_EXERCÍCIOS PROPOSTOS:_
A) Reescreva o trecho da resenha que vai de "A ação corresponderia" até "de normalidade democrática.", alterando "ditador" para "governante".
B) Liste todas as datas completas (com dia, mês e ano) que aparecem na resenha.

_TRECHO DE ORIGEM:_

“A História Me Absolverá” – Fidel Castro
Resenha Livro #137 - “A História Me Absolverá” – Fidel Castro – Ed. Alpha-Ômega
Em 26 de Julho de 1953, 165 homens, liderados pelo jovem
advogado Fidel Castro, atacaram o Quartel de Moncada, fortaleza militar
localizada em Santiago de Cuba, província ao oriente da Ilha.
A ação corresponderia à primeira etapa da vitoriosa revolução cubana que teria como desfecho final o 31 de Dezembro de 1958 com a fuga do sanguinário ditador Batista da Ilha e a efetiva tomada do poder político pelas forças revolucionárias em 1º de Janeiro de 1959.
“A História Me Absolverá” por sua vez é a defesa de Fidel Castro
dentro do processo crime instaurado após a ação do 26 de Julho. Não se tratava
evidentemente de uma mera peça jurídica: desde 10 de Março de 1952 com o Golpe
Militar de Batista, Cuba vivia sob um estado de exceção, com todas as garantias
constitucionais suspensas, sendo aquele processo e especialmente o tratamento
bárbaro dado pelos militares tanto à população civil de Santiago de Cuba quanto
aos homens do movimento do 26 de Julho o maior testemunho de que não havia em
Cuba nada semelhante a uma situação de normalidade democrática.

_ENTRADAS APRESENTADAS:_

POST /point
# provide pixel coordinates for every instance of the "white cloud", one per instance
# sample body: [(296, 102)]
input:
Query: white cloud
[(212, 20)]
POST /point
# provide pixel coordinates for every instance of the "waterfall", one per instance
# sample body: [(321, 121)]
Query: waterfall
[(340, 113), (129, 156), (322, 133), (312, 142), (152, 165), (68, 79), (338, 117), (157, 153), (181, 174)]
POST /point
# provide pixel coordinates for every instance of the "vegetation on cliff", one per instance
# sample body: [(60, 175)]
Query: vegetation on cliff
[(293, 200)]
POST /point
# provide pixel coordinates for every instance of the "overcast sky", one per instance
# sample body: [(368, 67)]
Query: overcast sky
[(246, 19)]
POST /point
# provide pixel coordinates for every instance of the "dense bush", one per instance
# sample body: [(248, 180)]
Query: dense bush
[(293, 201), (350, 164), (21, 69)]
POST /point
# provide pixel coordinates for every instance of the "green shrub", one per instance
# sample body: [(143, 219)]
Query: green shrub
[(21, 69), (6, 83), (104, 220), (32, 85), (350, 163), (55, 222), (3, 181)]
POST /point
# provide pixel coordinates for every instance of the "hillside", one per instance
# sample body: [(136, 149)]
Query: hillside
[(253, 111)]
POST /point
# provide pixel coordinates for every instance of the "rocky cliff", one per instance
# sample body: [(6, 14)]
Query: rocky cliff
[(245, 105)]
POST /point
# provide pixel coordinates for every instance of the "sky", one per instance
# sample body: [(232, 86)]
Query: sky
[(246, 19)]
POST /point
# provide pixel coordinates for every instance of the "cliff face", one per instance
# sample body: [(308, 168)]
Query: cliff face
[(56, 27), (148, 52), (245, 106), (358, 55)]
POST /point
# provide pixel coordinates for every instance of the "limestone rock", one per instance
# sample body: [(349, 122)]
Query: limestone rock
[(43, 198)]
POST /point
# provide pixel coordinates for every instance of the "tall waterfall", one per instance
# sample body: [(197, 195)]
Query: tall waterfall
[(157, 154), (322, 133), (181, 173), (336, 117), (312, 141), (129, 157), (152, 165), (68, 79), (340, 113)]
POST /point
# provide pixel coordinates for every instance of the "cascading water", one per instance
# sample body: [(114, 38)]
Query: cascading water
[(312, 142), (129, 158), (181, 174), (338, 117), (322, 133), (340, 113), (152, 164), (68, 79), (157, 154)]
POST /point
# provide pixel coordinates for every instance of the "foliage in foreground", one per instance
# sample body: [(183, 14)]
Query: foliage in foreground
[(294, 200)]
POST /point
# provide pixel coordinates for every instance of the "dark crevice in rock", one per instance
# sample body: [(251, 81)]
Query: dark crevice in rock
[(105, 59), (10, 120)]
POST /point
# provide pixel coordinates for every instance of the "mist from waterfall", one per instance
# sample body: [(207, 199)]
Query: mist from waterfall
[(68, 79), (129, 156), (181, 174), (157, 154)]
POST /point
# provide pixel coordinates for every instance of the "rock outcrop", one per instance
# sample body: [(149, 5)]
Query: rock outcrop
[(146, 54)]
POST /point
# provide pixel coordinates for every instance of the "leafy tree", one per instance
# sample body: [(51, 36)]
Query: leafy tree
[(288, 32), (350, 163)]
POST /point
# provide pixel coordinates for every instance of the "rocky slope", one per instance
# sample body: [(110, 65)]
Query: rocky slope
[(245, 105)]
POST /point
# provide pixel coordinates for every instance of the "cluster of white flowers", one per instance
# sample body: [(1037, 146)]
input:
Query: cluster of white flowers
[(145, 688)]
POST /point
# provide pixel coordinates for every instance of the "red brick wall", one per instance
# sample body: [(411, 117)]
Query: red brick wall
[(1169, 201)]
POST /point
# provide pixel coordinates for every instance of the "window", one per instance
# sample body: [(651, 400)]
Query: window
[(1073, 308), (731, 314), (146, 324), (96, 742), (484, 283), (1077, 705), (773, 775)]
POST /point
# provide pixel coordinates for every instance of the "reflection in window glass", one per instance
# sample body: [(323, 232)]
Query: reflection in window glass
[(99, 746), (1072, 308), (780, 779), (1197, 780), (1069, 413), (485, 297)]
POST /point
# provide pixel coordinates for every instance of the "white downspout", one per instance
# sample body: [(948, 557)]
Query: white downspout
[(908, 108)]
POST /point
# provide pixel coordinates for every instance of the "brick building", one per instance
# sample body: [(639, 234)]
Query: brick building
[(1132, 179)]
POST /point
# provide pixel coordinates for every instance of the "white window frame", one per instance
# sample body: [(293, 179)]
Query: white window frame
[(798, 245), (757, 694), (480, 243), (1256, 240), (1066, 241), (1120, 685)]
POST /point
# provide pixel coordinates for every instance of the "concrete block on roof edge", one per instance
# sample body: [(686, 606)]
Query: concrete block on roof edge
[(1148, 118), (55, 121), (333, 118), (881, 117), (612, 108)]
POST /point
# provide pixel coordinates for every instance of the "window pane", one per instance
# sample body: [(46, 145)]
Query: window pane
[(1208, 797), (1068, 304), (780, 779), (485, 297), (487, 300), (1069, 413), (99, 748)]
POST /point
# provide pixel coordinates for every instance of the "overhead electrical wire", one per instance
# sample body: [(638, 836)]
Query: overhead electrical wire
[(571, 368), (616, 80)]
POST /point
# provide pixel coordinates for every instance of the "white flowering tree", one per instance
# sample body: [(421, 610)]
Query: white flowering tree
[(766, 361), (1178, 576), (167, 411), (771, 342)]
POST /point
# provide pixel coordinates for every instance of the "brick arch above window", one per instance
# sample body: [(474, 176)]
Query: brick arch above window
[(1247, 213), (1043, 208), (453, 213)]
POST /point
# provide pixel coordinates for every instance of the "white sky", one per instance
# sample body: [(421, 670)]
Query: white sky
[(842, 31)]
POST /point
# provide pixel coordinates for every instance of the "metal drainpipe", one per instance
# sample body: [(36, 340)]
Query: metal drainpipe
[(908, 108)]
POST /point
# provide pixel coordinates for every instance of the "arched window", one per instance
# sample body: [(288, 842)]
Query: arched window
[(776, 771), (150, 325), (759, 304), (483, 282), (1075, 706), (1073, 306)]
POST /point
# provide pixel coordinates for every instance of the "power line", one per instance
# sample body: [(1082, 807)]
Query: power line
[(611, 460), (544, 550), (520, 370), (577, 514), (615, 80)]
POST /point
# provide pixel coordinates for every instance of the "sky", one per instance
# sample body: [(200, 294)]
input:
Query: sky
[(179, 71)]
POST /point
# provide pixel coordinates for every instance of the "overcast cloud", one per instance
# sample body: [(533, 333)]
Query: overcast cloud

_SOLUÇÕES COMENTADAS:_
A)
A ação corresponderia à primeira etapa da vitoriosa revolução cubana que teria como desfecho final o 31 de Dezembro de 1958 com a fuga do sanguinário governante Batista da Ilha e a efetiva tomada do poder político pelas forças revolucionárias em 1º de Janeiro de 1959.
“A História Me Absolverá” por sua vez é a defesa de Fidel Castro
dentro do processo crime instaurado após a ação do 26 de Julho. Não se tratava
evidentemente de uma mera peça jurídica: desde 10 de Março de 1952 com o Golpe
Militar de Batista, Cuba vivia sob um estado de exceção, com todas as garantias
constitucionais suspensas, sendo aquele processo e especialmente o tratamento
bárbaro dado pelos militares tanto à população civil de Santiago de Cuba quanto
aos homens do movimento do 26 de Julho o maior testemunho de que não havia em
Cuba nada semelhante a uma situação de normalidade democrática.

B)
- 26 de Julho de 1953
- 31 de Dezembro de 1958
- 1º de Janeiro de 1959
- 10 de Março de 1952